* YOUR TASK
Your task is to return the line containing "Check that every instance of the red gate" plus every line after it, exactly and with nothing added.

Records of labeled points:
====
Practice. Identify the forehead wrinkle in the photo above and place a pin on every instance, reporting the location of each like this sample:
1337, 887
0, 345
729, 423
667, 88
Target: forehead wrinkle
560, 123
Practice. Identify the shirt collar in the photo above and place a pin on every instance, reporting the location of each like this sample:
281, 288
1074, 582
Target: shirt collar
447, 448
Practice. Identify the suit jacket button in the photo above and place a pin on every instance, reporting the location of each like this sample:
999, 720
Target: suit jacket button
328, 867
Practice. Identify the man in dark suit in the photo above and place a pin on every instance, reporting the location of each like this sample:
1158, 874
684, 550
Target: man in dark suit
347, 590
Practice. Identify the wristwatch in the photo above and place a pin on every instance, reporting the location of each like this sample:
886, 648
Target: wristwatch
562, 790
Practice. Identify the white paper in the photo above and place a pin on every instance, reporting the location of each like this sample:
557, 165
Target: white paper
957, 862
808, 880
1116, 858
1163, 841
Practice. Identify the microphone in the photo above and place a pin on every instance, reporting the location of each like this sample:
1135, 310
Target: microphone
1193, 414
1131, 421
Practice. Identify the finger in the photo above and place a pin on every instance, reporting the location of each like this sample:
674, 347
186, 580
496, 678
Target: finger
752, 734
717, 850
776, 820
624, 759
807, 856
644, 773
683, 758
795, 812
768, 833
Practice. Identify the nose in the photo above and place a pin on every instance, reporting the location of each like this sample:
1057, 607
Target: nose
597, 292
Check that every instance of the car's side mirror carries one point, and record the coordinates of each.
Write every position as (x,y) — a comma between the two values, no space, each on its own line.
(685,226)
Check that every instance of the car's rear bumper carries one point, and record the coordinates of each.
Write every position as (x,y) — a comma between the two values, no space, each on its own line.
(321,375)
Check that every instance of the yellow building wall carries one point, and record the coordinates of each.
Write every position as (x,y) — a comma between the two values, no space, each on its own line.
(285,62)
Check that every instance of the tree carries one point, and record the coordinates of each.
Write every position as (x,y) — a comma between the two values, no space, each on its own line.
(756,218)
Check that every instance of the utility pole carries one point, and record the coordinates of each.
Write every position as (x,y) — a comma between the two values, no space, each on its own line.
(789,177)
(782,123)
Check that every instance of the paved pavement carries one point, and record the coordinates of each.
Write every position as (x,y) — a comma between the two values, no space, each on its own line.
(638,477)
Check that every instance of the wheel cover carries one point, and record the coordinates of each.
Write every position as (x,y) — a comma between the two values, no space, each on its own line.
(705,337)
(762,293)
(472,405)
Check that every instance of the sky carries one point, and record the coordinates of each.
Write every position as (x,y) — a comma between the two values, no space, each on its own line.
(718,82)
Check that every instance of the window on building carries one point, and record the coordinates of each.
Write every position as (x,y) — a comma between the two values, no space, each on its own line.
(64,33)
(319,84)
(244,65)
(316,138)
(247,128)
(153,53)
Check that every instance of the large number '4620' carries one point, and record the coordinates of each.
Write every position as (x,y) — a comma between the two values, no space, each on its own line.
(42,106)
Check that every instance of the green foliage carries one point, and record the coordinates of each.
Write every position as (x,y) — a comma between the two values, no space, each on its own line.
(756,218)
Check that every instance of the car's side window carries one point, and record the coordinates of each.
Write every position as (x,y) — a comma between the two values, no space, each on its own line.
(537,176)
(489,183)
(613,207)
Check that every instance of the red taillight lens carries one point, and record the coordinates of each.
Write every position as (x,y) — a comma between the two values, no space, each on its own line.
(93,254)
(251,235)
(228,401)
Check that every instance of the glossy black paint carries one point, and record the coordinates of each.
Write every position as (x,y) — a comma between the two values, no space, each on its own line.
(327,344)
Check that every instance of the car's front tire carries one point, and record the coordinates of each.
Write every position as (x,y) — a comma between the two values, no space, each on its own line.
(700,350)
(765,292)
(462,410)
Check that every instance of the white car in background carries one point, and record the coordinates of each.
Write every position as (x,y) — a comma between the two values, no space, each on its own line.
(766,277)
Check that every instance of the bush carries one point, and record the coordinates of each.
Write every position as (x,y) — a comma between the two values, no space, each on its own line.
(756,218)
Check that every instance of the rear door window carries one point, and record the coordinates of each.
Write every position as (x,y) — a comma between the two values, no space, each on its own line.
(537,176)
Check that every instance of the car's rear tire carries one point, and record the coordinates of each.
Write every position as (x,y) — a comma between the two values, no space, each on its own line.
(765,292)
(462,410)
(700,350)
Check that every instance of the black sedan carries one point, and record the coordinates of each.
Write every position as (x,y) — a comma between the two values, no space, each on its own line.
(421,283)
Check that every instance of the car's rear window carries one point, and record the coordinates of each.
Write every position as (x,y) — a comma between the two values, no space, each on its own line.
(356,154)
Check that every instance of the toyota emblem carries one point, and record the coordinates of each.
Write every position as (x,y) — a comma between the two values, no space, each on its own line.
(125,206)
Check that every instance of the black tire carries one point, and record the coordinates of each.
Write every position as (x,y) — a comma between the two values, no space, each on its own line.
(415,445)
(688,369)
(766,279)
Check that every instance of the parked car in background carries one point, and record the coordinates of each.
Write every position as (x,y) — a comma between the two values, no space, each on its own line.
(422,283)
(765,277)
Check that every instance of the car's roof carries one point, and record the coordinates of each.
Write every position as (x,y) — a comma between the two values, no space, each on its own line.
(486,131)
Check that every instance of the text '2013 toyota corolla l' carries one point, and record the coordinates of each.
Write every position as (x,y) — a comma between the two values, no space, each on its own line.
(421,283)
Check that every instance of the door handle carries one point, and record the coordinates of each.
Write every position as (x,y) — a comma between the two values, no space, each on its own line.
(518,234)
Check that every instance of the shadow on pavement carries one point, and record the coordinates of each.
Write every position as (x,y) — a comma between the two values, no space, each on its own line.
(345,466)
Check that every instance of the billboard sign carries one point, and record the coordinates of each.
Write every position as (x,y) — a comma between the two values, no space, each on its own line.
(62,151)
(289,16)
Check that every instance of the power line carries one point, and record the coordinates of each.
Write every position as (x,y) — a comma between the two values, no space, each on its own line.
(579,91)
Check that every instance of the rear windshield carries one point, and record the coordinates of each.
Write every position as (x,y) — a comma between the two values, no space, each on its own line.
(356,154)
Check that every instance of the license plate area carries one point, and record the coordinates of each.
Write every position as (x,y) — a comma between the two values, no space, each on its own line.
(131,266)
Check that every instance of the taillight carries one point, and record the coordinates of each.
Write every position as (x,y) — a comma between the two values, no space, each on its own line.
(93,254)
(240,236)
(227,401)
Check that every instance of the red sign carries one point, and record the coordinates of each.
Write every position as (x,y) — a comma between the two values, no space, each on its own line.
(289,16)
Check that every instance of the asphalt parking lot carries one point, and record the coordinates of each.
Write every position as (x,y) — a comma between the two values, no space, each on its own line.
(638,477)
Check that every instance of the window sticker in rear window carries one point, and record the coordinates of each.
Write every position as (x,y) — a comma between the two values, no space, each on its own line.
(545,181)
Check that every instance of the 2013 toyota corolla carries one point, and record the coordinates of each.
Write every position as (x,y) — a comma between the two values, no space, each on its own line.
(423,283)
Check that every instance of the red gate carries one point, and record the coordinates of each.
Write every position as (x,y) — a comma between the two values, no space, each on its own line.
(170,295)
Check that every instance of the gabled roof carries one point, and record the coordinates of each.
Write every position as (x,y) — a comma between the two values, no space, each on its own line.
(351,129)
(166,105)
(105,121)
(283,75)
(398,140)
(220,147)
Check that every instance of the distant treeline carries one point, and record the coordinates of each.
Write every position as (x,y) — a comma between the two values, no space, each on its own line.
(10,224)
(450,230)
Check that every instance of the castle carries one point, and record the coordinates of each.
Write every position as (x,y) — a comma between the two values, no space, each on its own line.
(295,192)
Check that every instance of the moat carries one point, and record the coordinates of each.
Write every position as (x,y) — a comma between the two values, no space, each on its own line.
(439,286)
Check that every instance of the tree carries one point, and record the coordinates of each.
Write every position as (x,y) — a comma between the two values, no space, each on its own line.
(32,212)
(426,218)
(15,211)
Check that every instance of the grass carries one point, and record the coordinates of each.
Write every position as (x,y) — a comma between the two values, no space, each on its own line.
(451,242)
====
* WRITTEN SOLUTION
Check that every instance of the red gate carries one point, and record the coordinates of each.
Write every position as (x,y) — a comma between the two values, no space, each on its own line.
(170,295)
Check that every instance of the gabled roof carries one point, and record the coordinates of each.
Write every position as (x,y) — a comma between the two values, no space, each on its own line.
(351,129)
(166,105)
(105,121)
(283,75)
(398,140)
(220,147)
Check that every instance of the distant treeline carries one point, and record the coordinates of each.
Write every position as (x,y) — a comma between the two values, no space, each on its own line.
(10,224)
(450,230)
Check that every instance of the castle carries one point, and record the coordinates of each.
Write every position as (x,y) — a comma between the two values, no space, each on its own line.
(295,192)
Check that every instance of the moat carries one point, and record the coordinates of each.
Write every position as (x,y) — a comma between the two values, no space, each on its own line.
(439,286)
Check that every instance of the tree carries one point, and record the coordinates of each.
Write every position as (x,y) — a comma between the two values, no space, each on its own line.
(32,212)
(426,218)
(15,211)
Check that every instance of the grass carries one point, and record the coordinates of each.
Write every position as (x,y) — a comma between the two values, no space, each on its own line.
(451,242)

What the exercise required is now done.